Type out each entry exactly.

┌──

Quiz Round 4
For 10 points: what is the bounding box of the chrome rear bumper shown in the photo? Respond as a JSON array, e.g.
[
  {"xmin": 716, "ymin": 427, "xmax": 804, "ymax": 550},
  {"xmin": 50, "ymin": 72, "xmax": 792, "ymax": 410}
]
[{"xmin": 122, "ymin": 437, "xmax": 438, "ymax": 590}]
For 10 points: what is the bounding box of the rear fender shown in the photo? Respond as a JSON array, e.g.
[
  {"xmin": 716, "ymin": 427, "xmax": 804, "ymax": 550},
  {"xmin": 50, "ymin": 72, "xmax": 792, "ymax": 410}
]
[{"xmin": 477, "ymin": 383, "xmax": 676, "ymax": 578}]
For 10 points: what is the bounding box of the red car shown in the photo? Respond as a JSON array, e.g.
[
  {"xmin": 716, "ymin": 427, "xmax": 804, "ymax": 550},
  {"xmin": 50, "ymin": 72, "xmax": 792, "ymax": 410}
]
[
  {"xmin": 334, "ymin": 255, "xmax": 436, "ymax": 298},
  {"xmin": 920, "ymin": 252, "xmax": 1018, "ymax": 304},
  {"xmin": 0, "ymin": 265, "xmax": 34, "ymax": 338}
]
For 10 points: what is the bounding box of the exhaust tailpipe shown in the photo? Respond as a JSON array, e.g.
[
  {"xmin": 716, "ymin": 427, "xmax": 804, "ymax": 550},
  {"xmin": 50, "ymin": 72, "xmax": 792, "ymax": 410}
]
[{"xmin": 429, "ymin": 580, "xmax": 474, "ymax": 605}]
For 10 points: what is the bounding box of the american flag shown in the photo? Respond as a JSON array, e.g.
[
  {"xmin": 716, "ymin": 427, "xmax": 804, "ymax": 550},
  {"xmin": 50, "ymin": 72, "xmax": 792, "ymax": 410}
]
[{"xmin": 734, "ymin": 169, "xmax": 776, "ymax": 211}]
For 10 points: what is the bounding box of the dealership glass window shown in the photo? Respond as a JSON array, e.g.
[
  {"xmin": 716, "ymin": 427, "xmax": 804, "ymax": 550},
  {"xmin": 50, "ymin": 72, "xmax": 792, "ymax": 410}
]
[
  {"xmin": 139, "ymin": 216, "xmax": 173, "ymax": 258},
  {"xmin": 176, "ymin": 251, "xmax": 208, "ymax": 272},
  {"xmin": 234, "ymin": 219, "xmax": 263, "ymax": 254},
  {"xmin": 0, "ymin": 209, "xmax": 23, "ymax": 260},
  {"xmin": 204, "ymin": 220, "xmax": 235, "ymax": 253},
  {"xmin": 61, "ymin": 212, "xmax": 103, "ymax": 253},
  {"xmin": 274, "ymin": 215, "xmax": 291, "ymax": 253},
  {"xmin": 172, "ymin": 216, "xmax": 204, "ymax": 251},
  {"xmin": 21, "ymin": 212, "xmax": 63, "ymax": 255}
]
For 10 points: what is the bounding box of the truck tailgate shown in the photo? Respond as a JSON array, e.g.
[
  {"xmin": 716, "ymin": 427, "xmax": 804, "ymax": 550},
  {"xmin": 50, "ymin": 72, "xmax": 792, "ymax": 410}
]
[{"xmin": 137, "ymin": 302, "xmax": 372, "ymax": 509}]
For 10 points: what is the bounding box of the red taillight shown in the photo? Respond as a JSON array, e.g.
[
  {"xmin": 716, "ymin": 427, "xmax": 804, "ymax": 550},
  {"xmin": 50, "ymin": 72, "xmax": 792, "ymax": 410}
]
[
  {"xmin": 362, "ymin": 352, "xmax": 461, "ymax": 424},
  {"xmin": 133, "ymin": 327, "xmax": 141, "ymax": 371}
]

└──

OUTPUT OF THE TASK:
Quiz Round 4
For 10 points: what is the bounding box of the chrome rear bumper shown in the photo? Respond as a JSON array, e.g.
[
  {"xmin": 716, "ymin": 427, "xmax": 804, "ymax": 550},
  {"xmin": 50, "ymin": 72, "xmax": 792, "ymax": 410}
]
[{"xmin": 122, "ymin": 437, "xmax": 438, "ymax": 590}]
For 10 points: what is the bounding box of the rear fender shown in the photo? Respond as a JSON array, e.g.
[
  {"xmin": 716, "ymin": 427, "xmax": 804, "ymax": 550},
  {"xmin": 50, "ymin": 72, "xmax": 792, "ymax": 410}
]
[{"xmin": 477, "ymin": 383, "xmax": 676, "ymax": 578}]
For 10 points: what is the bounding box of the red car shown in the photo? Respond as a JSON array, e.g.
[
  {"xmin": 716, "ymin": 427, "xmax": 804, "ymax": 550},
  {"xmin": 50, "ymin": 72, "xmax": 792, "ymax": 410}
]
[
  {"xmin": 334, "ymin": 255, "xmax": 436, "ymax": 298},
  {"xmin": 920, "ymin": 252, "xmax": 1018, "ymax": 304},
  {"xmin": 0, "ymin": 265, "xmax": 34, "ymax": 338}
]
For 10 points: what is the bounding box of the exhaust tailpipe shown in the photo? Respond as a JSON array, e.g.
[
  {"xmin": 716, "ymin": 427, "xmax": 804, "ymax": 550},
  {"xmin": 50, "ymin": 72, "xmax": 792, "ymax": 410}
]
[{"xmin": 429, "ymin": 580, "xmax": 474, "ymax": 605}]
For 10 points: what is the bounding box of the american flag shown in the photo? Respond as a JSON array, e.g.
[
  {"xmin": 716, "ymin": 427, "xmax": 804, "ymax": 550},
  {"xmin": 50, "ymin": 72, "xmax": 792, "ymax": 410}
]
[{"xmin": 734, "ymin": 169, "xmax": 776, "ymax": 211}]
For 10 points: what is the bounding box of the dealership glass window shown in the photo? Respond as a JSON array, e.g.
[
  {"xmin": 716, "ymin": 427, "xmax": 804, "ymax": 550},
  {"xmin": 50, "ymin": 72, "xmax": 792, "ymax": 410}
]
[
  {"xmin": 139, "ymin": 216, "xmax": 173, "ymax": 258},
  {"xmin": 176, "ymin": 251, "xmax": 208, "ymax": 272},
  {"xmin": 234, "ymin": 219, "xmax": 263, "ymax": 254},
  {"xmin": 0, "ymin": 209, "xmax": 23, "ymax": 260},
  {"xmin": 204, "ymin": 220, "xmax": 235, "ymax": 253},
  {"xmin": 61, "ymin": 212, "xmax": 103, "ymax": 253},
  {"xmin": 274, "ymin": 215, "xmax": 291, "ymax": 253},
  {"xmin": 172, "ymin": 216, "xmax": 204, "ymax": 251},
  {"xmin": 21, "ymin": 212, "xmax": 63, "ymax": 255}
]
For 10 points: what is the bounding box of the truck tailgate shown in the photo? Respond as a JSON array, e.g.
[
  {"xmin": 716, "ymin": 427, "xmax": 804, "ymax": 550},
  {"xmin": 50, "ymin": 72, "xmax": 792, "ymax": 410}
]
[{"xmin": 137, "ymin": 302, "xmax": 372, "ymax": 509}]
For 10 points: what is the bounding box of the red taillight shown in the photo? Respond as a JSON array, e.g.
[
  {"xmin": 716, "ymin": 427, "xmax": 804, "ymax": 550},
  {"xmin": 50, "ymin": 72, "xmax": 792, "ymax": 410}
]
[
  {"xmin": 362, "ymin": 352, "xmax": 461, "ymax": 424},
  {"xmin": 133, "ymin": 327, "xmax": 141, "ymax": 371}
]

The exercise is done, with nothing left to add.